## START

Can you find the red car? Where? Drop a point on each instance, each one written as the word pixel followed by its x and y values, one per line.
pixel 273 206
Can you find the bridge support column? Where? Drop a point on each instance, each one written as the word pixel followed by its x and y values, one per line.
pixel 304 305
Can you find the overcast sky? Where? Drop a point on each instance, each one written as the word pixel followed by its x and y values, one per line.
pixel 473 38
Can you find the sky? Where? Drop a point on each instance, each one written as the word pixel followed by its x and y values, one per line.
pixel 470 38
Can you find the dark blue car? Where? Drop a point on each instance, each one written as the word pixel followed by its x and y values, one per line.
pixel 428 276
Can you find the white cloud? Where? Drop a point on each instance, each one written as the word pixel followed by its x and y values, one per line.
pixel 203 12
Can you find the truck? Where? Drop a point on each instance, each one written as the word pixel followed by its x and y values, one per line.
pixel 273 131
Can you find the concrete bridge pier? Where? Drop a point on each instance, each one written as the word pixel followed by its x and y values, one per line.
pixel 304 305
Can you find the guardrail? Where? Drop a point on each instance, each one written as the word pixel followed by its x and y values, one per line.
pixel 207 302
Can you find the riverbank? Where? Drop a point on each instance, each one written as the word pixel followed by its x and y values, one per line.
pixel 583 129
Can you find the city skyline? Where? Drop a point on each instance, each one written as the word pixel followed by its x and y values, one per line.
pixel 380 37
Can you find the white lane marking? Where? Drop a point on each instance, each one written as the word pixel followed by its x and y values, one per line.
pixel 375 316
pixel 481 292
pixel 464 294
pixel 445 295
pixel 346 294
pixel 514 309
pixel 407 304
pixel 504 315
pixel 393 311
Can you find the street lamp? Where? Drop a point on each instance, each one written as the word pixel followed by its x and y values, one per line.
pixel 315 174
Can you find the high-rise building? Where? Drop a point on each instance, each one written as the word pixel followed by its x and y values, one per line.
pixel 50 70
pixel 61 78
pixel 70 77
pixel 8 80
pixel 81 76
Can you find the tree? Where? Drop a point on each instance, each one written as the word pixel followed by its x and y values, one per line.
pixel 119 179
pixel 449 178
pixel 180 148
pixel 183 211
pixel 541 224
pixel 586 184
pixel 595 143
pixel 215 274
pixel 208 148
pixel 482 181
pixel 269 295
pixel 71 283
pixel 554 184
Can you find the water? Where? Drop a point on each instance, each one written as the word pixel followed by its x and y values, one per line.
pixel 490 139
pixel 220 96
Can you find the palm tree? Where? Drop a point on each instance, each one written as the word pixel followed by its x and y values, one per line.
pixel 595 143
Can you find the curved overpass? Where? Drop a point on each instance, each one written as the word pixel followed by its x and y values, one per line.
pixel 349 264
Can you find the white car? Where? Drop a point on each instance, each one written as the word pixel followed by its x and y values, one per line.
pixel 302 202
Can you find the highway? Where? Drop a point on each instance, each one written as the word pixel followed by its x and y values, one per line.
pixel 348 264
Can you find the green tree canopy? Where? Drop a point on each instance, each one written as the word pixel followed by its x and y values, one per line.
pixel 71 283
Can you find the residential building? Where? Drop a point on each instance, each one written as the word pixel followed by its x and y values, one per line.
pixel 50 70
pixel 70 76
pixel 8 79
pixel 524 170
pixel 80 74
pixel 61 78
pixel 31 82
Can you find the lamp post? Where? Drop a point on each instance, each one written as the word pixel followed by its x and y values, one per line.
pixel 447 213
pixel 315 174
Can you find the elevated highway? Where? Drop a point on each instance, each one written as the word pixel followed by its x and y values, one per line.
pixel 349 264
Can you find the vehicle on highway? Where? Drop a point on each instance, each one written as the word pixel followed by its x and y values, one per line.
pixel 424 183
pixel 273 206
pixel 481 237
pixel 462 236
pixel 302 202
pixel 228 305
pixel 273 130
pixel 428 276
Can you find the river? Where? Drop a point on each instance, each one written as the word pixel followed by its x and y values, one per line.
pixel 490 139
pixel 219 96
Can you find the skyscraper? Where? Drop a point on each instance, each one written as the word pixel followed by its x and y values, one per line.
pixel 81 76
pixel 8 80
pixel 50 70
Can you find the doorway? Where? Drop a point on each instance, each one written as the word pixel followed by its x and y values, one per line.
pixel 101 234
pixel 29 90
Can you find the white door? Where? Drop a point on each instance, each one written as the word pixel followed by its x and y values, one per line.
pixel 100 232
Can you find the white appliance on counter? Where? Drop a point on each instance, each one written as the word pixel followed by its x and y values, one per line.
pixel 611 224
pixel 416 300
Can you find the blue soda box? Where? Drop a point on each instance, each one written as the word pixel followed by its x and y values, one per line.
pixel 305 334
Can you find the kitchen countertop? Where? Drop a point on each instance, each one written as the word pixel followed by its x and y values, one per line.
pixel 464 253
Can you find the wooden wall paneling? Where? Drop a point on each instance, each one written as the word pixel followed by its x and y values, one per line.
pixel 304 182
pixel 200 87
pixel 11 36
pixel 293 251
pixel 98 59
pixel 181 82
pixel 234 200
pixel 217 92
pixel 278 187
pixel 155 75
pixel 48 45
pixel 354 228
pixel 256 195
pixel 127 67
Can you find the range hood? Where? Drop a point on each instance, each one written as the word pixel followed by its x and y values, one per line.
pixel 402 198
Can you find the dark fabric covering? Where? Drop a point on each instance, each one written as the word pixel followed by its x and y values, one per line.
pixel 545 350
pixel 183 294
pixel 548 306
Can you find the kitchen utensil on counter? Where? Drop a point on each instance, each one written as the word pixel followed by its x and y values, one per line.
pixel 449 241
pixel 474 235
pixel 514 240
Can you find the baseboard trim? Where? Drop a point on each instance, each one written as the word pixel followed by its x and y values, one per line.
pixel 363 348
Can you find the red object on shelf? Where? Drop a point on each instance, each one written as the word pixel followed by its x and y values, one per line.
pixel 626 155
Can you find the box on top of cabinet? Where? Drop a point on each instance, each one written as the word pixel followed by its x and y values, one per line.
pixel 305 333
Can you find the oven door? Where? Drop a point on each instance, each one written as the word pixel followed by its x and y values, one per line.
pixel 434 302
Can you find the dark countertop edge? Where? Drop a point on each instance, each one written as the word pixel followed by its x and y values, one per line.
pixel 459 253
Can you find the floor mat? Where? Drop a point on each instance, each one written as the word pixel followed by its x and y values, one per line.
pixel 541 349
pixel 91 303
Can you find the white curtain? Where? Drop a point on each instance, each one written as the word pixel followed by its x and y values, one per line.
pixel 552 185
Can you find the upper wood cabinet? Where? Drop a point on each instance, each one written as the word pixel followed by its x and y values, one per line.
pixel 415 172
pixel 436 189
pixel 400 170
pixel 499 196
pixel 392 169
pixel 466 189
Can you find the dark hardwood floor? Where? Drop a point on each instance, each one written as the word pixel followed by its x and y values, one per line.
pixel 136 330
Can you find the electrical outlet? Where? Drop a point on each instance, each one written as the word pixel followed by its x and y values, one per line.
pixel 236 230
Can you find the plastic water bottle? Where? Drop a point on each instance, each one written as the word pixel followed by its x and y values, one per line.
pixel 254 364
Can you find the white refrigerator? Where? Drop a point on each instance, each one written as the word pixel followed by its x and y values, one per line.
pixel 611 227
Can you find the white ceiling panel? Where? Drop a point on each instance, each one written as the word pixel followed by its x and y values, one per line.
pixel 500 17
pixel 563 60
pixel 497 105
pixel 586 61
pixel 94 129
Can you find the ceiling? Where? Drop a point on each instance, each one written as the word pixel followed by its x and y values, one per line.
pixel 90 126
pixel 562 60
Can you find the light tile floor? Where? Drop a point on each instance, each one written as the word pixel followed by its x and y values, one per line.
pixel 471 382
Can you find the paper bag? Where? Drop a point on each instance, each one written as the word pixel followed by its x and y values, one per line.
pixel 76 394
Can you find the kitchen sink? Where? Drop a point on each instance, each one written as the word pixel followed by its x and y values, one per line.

## END

TASK STATEMENT: Copy the items above word for word, from the line with "Can you find the residential" up to and including the line with "pixel 29 90".

COMPLETED TASK:
Can you find the residential building? Where? Drop a point on each instance, each one written as the word pixel followed by its x and y values, one per line.
pixel 50 70
pixel 70 76
pixel 8 79
pixel 524 170
pixel 80 74
pixel 61 78
pixel 31 82
Can you find the lamp post? Where? Drop a point on each instance, each one written as the word pixel followed by its x and y values, one per line.
pixel 447 213
pixel 315 174
Can you find the elevated highway? Where? Drop a point on each instance, each one written as the word pixel followed by its x and y values, one per line.
pixel 349 264
Can you find the vehicle on highway? Where? Drop a point on each instance, each one written as the word pixel followed by its x and y values, one per line.
pixel 424 183
pixel 273 206
pixel 481 237
pixel 462 236
pixel 302 202
pixel 228 305
pixel 273 130
pixel 428 276
Can you find the river? Where? Drop a point on each instance, each one written as the word pixel followed by its x and y values, one per line.
pixel 490 139
pixel 219 96
Can you find the skyscraper? Where? Drop a point on each instance, each one written as the word pixel followed by its x and y values, one per line.
pixel 81 76
pixel 8 80
pixel 50 70
Can you find the doorway? Where? Drop a point on each instance, each one written as the word pixel followed by its x and y values, one per line.
pixel 101 234
pixel 29 90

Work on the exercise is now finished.